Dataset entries

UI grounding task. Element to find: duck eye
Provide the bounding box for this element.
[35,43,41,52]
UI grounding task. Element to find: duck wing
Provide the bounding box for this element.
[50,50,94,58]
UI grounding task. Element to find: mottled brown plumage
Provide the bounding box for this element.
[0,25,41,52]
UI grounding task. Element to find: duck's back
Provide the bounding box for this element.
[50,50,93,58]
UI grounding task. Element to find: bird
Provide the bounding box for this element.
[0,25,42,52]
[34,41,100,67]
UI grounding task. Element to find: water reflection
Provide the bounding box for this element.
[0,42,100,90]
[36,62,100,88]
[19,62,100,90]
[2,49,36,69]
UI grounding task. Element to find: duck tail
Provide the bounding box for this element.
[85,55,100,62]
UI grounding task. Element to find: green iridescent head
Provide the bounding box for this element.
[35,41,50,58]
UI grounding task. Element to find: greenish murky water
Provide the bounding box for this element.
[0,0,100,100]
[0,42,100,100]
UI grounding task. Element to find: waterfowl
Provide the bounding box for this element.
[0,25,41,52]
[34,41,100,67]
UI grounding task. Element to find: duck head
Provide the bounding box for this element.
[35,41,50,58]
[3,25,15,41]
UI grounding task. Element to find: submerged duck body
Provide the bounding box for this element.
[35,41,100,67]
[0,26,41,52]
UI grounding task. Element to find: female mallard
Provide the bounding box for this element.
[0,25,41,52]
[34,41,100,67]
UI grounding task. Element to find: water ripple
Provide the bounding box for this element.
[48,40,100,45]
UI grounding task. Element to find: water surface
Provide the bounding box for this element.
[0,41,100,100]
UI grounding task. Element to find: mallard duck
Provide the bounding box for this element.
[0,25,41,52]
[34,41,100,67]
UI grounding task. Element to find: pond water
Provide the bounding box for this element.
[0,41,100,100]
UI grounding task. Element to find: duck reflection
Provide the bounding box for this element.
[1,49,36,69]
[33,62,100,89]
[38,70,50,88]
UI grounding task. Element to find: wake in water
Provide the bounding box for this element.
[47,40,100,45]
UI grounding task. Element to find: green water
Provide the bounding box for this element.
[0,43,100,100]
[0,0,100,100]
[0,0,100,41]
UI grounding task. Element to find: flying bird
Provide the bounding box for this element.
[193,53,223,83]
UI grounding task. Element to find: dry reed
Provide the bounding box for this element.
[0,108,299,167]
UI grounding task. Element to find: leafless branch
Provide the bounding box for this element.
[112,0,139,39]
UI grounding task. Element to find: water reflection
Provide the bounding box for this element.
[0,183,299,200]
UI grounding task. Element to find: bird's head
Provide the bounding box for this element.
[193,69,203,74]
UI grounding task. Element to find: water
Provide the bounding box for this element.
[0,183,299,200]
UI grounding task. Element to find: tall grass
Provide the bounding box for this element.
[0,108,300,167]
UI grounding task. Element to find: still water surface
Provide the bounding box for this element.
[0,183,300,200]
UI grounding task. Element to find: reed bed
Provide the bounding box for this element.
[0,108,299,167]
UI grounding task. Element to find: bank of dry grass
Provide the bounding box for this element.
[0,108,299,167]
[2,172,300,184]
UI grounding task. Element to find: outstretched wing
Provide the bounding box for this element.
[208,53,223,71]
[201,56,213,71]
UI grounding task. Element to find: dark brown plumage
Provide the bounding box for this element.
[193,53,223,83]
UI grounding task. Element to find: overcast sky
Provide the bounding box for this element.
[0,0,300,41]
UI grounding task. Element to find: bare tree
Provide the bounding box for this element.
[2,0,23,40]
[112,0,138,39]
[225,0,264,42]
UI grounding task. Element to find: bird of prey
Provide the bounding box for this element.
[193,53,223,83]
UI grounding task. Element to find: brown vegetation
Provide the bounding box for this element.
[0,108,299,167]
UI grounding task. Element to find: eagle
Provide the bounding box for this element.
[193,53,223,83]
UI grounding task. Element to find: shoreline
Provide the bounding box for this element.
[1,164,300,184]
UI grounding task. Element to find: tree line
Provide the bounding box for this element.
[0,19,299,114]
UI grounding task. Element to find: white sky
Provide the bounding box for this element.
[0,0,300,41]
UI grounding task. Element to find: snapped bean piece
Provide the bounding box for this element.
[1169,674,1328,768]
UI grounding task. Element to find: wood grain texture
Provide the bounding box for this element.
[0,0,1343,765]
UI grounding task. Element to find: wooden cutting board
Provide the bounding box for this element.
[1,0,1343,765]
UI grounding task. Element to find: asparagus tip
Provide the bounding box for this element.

• **ASSIGNMENT**
Across the entries, how many lines contain "tree"? Reply with the number only.

• **EXERCISE RESPONSE**
2